_Goal:_
Copy out each line of the items below that contains the word "chicken".

_Exercise input:_
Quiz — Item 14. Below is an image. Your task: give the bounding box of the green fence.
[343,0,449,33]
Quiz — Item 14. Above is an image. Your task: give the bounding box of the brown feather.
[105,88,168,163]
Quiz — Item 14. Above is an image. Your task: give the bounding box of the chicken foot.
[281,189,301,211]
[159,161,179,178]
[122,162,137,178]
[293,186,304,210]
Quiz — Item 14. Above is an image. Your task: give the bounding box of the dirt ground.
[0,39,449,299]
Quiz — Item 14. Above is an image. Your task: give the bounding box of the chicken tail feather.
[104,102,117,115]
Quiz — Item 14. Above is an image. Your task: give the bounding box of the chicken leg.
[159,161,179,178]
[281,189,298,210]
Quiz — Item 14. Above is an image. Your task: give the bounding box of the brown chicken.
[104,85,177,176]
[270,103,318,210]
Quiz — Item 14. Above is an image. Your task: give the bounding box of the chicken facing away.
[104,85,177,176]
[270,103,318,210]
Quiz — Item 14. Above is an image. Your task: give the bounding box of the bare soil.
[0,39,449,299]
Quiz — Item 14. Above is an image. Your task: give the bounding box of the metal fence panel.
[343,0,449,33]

--

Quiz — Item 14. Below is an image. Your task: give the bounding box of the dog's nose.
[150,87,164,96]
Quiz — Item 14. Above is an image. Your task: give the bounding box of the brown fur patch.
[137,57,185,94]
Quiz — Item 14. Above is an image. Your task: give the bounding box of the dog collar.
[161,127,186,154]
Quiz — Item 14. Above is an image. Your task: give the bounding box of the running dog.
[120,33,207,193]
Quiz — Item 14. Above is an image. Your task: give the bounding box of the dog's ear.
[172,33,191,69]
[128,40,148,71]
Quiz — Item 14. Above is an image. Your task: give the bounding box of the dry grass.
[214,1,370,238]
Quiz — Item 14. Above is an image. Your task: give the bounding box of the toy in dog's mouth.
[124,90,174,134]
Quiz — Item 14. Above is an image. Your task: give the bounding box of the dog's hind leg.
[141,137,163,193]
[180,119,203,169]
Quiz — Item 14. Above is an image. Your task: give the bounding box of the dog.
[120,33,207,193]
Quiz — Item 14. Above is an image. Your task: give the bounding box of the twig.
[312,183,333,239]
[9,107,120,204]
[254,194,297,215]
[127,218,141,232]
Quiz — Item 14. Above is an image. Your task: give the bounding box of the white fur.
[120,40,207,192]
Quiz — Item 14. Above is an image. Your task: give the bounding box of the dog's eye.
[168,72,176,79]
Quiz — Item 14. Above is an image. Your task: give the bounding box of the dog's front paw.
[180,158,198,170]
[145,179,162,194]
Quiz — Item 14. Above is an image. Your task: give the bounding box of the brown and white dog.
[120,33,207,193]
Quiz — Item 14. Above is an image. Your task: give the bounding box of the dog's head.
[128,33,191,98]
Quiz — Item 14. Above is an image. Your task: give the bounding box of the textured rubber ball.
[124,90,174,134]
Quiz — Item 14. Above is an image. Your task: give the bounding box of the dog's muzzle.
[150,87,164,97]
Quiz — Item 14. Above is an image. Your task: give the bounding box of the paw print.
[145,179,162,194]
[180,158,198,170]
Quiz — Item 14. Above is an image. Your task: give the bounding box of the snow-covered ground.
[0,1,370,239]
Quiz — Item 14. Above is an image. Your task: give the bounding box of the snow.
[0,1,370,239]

* * *

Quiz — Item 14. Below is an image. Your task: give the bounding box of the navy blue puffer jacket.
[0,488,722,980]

_The reply:_
Quiz — Item 14. Above is an image. Your task: give the bounding box of the chicken foot.
Quiz — Item 14. Above is an image. Your task: give the bounding box of the chicken tail feather.
Quiz — Item 14. Above is an image. Your task: give the bounding box of the chicken leg.
Quiz — Item 14. Above is an image. Your task: give the bounding box of the brown chicken.
Quiz — Item 14. Above is an image. Your task: give the bounding box of the chicken facing away.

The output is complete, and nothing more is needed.